## AIM
Can you rewrite the lines between the one holding "Kindly outline every instance of the man" and the one holding "M 116 259 L", inclusive, with "man walking" changed to "pedestrian" and nothing else altered? Leave the picture out of your answer.

## DATA LINES
────

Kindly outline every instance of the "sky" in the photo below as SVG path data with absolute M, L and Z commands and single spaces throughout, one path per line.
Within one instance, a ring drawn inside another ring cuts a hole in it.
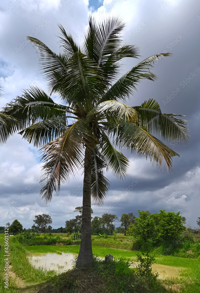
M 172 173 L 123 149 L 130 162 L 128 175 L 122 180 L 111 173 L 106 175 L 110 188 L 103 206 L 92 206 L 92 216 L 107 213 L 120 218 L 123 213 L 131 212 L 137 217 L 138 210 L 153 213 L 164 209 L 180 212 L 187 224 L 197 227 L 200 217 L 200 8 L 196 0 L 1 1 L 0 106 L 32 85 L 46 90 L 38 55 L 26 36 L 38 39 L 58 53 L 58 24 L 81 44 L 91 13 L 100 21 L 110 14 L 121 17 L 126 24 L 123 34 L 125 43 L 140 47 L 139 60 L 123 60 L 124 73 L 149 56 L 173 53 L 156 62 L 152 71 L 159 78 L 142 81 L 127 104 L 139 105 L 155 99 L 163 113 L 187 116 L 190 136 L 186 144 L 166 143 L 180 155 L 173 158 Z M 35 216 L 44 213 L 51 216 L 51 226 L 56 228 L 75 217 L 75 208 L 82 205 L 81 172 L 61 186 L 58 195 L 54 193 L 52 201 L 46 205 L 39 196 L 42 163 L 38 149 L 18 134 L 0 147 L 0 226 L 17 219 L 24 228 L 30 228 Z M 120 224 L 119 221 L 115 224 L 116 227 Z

────

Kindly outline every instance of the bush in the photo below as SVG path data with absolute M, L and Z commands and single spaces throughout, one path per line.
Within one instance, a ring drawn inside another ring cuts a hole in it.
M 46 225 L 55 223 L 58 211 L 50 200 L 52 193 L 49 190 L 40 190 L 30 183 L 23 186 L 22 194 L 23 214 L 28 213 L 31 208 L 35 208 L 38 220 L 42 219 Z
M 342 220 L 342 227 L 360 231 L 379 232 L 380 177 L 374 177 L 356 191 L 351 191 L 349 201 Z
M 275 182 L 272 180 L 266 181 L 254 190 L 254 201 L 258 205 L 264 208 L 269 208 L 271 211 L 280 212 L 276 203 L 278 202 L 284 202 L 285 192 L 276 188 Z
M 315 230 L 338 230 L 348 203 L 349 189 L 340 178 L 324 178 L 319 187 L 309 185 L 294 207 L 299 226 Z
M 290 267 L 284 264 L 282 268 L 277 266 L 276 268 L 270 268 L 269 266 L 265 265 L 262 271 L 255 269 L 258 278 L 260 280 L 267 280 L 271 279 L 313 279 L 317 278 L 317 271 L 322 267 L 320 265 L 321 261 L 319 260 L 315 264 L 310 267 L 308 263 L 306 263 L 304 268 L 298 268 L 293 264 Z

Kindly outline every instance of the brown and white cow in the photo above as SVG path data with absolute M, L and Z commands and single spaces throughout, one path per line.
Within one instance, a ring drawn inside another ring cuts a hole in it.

────

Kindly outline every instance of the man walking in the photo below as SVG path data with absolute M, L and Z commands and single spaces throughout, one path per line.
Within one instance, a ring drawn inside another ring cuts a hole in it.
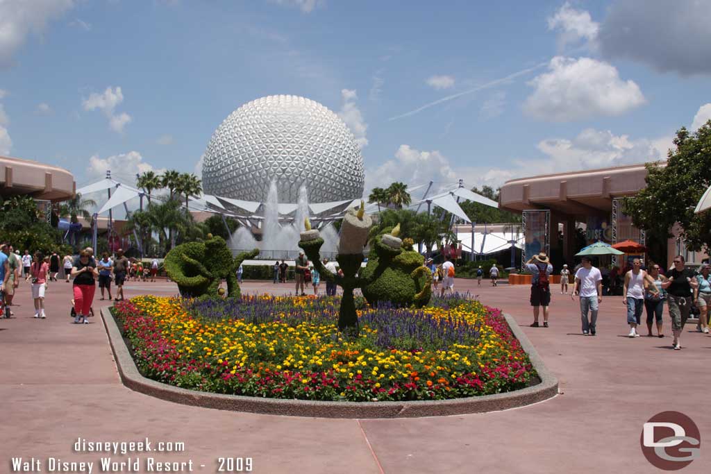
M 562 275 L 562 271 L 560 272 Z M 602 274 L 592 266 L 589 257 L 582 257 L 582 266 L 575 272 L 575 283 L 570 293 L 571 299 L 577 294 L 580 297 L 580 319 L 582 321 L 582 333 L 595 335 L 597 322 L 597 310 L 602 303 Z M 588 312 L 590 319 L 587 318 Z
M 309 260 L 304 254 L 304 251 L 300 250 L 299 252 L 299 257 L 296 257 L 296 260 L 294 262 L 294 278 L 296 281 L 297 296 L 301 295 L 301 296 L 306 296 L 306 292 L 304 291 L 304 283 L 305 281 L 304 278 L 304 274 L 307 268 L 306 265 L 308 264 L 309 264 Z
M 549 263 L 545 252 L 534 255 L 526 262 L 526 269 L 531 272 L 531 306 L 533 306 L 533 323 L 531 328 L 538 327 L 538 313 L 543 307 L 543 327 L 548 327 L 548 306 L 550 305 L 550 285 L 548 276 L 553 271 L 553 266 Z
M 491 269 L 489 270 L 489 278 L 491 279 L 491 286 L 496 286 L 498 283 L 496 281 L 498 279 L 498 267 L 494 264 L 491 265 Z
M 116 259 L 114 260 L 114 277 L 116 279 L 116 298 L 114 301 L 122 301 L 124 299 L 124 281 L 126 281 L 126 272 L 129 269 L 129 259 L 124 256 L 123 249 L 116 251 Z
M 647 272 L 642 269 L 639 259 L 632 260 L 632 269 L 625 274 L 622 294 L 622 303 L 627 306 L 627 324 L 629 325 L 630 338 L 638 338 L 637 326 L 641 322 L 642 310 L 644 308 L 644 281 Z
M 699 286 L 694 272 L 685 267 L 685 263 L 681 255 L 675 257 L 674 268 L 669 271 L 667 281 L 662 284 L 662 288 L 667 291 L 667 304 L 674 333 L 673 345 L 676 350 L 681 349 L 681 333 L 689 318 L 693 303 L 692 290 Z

────

## EXERCISE OUTPUT
Kindly outline every instance of the pedestrian in the photo below as SVG path data with absolute M, L and Z commands and single spaces throughout, one path per line.
Within one instance, a ring drawn inside another ring cuts a hole in it.
M 562 275 L 562 271 L 560 272 Z M 602 274 L 592 266 L 589 257 L 582 257 L 582 266 L 575 272 L 575 283 L 570 293 L 571 299 L 577 294 L 580 297 L 580 319 L 582 321 L 582 333 L 595 335 L 597 322 L 597 310 L 602 303 Z M 588 312 L 590 319 L 587 318 Z
M 309 260 L 304 254 L 304 251 L 300 250 L 299 252 L 299 257 L 296 257 L 296 260 L 294 262 L 294 278 L 296 281 L 297 296 L 301 295 L 301 296 L 306 296 L 306 292 L 304 291 L 304 283 L 305 281 L 304 278 L 304 274 L 307 268 L 306 265 L 308 264 L 309 264 Z
M 549 263 L 545 252 L 534 255 L 526 262 L 526 269 L 531 272 L 531 306 L 533 306 L 533 323 L 531 328 L 538 327 L 538 313 L 543 307 L 543 327 L 548 327 L 548 306 L 550 305 L 550 285 L 548 276 L 553 271 L 553 266 Z
M 491 269 L 489 270 L 489 278 L 491 279 L 491 286 L 496 286 L 498 283 L 496 281 L 498 279 L 498 267 L 494 264 L 491 265 Z
M 116 259 L 114 260 L 114 277 L 116 279 L 116 298 L 114 301 L 122 301 L 124 299 L 124 281 L 126 281 L 126 272 L 129 269 L 129 259 L 124 256 L 123 249 L 116 251 Z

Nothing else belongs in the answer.